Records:
— begin —
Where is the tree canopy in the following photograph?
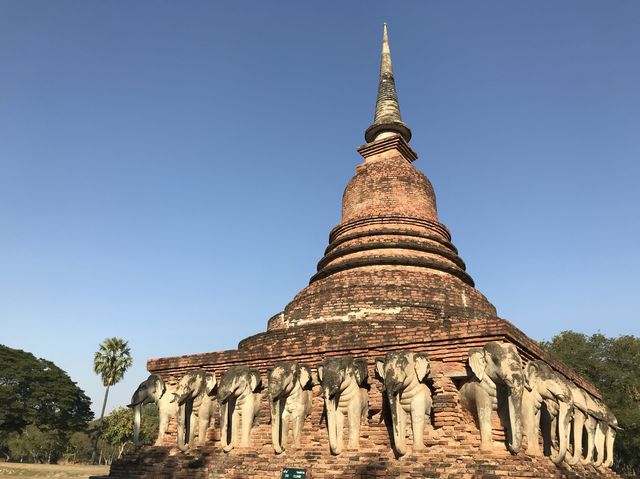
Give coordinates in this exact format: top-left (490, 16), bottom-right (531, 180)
top-left (93, 337), bottom-right (133, 419)
top-left (543, 331), bottom-right (640, 477)
top-left (0, 345), bottom-right (93, 458)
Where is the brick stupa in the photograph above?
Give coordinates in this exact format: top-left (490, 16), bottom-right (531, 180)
top-left (109, 26), bottom-right (618, 479)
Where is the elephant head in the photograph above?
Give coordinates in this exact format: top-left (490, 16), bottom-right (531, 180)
top-left (174, 369), bottom-right (217, 451)
top-left (525, 360), bottom-right (574, 464)
top-left (469, 341), bottom-right (524, 454)
top-left (127, 374), bottom-right (167, 446)
top-left (592, 398), bottom-right (620, 467)
top-left (218, 366), bottom-right (262, 452)
top-left (376, 351), bottom-right (431, 456)
top-left (269, 362), bottom-right (311, 454)
top-left (318, 356), bottom-right (368, 455)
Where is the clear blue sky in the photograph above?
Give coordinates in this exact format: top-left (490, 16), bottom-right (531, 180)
top-left (0, 0), bottom-right (640, 416)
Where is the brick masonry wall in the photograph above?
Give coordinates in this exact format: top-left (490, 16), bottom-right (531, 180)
top-left (100, 319), bottom-right (617, 479)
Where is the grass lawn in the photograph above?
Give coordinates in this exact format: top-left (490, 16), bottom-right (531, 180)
top-left (0, 462), bottom-right (109, 479)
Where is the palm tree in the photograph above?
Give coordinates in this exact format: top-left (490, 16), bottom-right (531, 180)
top-left (93, 338), bottom-right (133, 424)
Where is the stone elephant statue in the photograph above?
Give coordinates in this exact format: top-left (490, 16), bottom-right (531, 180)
top-left (175, 369), bottom-right (217, 451)
top-left (591, 398), bottom-right (620, 467)
top-left (269, 362), bottom-right (312, 454)
top-left (318, 356), bottom-right (369, 455)
top-left (460, 341), bottom-right (524, 454)
top-left (127, 374), bottom-right (178, 446)
top-left (522, 360), bottom-right (574, 464)
top-left (218, 366), bottom-right (262, 452)
top-left (564, 381), bottom-right (598, 466)
top-left (376, 351), bottom-right (431, 456)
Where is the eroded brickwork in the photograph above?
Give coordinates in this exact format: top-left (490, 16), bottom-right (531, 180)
top-left (104, 124), bottom-right (617, 479)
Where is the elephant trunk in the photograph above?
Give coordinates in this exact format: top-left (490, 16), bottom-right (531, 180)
top-left (593, 421), bottom-right (608, 467)
top-left (324, 391), bottom-right (342, 456)
top-left (271, 397), bottom-right (286, 454)
top-left (551, 400), bottom-right (571, 465)
top-left (507, 388), bottom-right (522, 454)
top-left (178, 403), bottom-right (189, 452)
top-left (603, 426), bottom-right (618, 467)
top-left (178, 403), bottom-right (188, 452)
top-left (565, 409), bottom-right (584, 466)
top-left (388, 391), bottom-right (407, 456)
top-left (133, 404), bottom-right (142, 446)
top-left (220, 400), bottom-right (233, 452)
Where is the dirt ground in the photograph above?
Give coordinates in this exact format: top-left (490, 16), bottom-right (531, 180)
top-left (0, 462), bottom-right (109, 479)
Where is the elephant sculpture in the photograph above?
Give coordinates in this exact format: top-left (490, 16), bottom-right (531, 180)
top-left (564, 381), bottom-right (598, 466)
top-left (318, 356), bottom-right (369, 455)
top-left (218, 366), bottom-right (262, 452)
top-left (460, 341), bottom-right (524, 454)
top-left (128, 374), bottom-right (178, 446)
top-left (269, 362), bottom-right (312, 454)
top-left (592, 399), bottom-right (620, 467)
top-left (376, 351), bottom-right (431, 456)
top-left (175, 369), bottom-right (216, 451)
top-left (523, 360), bottom-right (574, 465)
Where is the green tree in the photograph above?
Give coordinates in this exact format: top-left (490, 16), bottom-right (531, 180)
top-left (93, 338), bottom-right (133, 420)
top-left (0, 345), bottom-right (93, 456)
top-left (64, 432), bottom-right (93, 463)
top-left (543, 331), bottom-right (640, 477)
top-left (90, 404), bottom-right (159, 463)
top-left (8, 424), bottom-right (64, 464)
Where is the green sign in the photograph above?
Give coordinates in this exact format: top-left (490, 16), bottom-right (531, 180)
top-left (280, 467), bottom-right (311, 479)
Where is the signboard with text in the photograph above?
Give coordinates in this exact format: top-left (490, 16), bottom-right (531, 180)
top-left (280, 467), bottom-right (311, 479)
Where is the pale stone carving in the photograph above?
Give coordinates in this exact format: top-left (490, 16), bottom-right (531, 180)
top-left (175, 369), bottom-right (216, 451)
top-left (318, 356), bottom-right (369, 455)
top-left (269, 362), bottom-right (312, 454)
top-left (376, 351), bottom-right (431, 456)
top-left (591, 398), bottom-right (620, 467)
top-left (128, 374), bottom-right (178, 446)
top-left (218, 366), bottom-right (262, 452)
top-left (522, 360), bottom-right (574, 464)
top-left (564, 381), bottom-right (597, 466)
top-left (460, 341), bottom-right (524, 454)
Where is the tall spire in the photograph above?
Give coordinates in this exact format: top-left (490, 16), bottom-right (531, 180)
top-left (364, 23), bottom-right (411, 143)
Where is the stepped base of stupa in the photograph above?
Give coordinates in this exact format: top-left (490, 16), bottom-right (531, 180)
top-left (108, 319), bottom-right (619, 479)
top-left (104, 26), bottom-right (618, 479)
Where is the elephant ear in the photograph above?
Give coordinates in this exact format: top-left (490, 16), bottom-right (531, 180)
top-left (249, 371), bottom-right (262, 392)
top-left (353, 359), bottom-right (369, 386)
top-left (153, 376), bottom-right (167, 398)
top-left (205, 371), bottom-right (218, 396)
top-left (298, 366), bottom-right (311, 389)
top-left (469, 348), bottom-right (487, 381)
top-left (376, 358), bottom-right (384, 379)
top-left (414, 354), bottom-right (431, 381)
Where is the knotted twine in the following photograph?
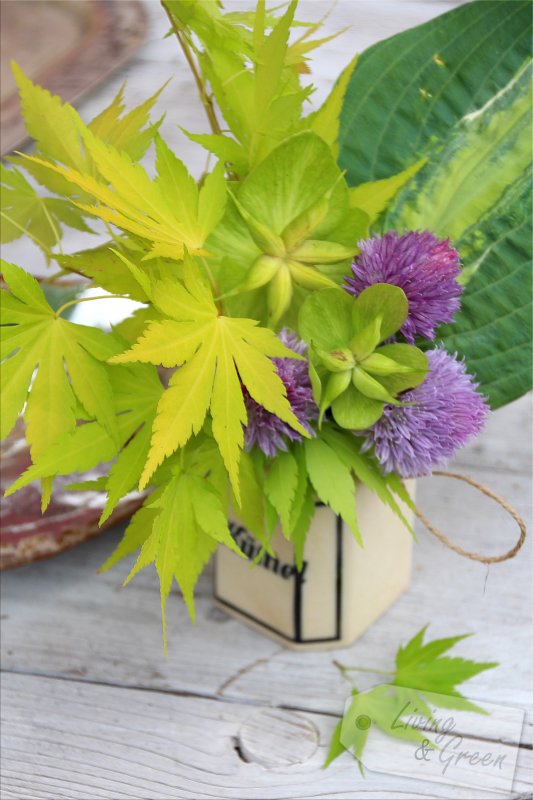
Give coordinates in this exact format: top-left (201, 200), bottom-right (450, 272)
top-left (414, 470), bottom-right (526, 564)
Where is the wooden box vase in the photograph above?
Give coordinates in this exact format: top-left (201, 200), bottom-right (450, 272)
top-left (214, 481), bottom-right (414, 650)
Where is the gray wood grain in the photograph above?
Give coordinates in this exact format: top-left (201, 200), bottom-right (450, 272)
top-left (2, 675), bottom-right (533, 800)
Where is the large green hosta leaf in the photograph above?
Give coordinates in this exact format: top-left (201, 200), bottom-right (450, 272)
top-left (340, 1), bottom-right (531, 408)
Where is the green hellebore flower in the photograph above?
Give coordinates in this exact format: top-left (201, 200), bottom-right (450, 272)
top-left (299, 284), bottom-right (427, 429)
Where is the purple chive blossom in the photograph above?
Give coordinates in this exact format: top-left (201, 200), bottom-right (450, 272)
top-left (344, 231), bottom-right (463, 344)
top-left (243, 328), bottom-right (318, 458)
top-left (363, 349), bottom-right (489, 478)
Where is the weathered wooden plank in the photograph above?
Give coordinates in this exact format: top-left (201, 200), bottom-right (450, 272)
top-left (2, 462), bottom-right (531, 713)
top-left (2, 675), bottom-right (533, 800)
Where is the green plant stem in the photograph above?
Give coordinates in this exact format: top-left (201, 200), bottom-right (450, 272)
top-left (55, 294), bottom-right (131, 318)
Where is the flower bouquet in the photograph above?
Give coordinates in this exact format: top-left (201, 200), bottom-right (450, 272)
top-left (1, 0), bottom-right (530, 643)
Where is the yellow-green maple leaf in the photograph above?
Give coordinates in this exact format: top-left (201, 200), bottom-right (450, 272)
— end —
THE REQUEST —
Rewrite the records above from the start through the line containing "top-left (318, 356), bottom-right (368, 455)", both ends included, keeping the requests and leaving out the pictures. Multiply every coordinate in the answers by 1.45 and round to whole numbers with halves going up, but leave the numbers in the requests and their format samples as they are.

RESPONSE BELOW —
Where is the tree canopy in the following photograph?
Give coordinates in this exact format: top-left (490, 16), bottom-right (531, 180)
top-left (135, 489), bottom-right (193, 608)
top-left (787, 480), bottom-right (928, 692)
top-left (0, 500), bottom-right (135, 664)
Where is the brick stupa in the photograph above?
Give coordinates in this exact format: top-left (490, 16), bottom-right (531, 180)
top-left (158, 38), bottom-right (896, 695)
Where is the elephant head in the photograph above?
Give coordinates in this exact format: top-left (490, 16), bottom-right (531, 180)
top-left (252, 535), bottom-right (315, 654)
top-left (761, 522), bottom-right (832, 673)
top-left (680, 494), bottom-right (760, 658)
top-left (184, 542), bottom-right (242, 647)
top-left (858, 577), bottom-right (899, 677)
top-left (316, 531), bottom-right (380, 655)
top-left (545, 509), bottom-right (625, 661)
top-left (390, 525), bottom-right (451, 658)
top-left (461, 516), bottom-right (534, 660)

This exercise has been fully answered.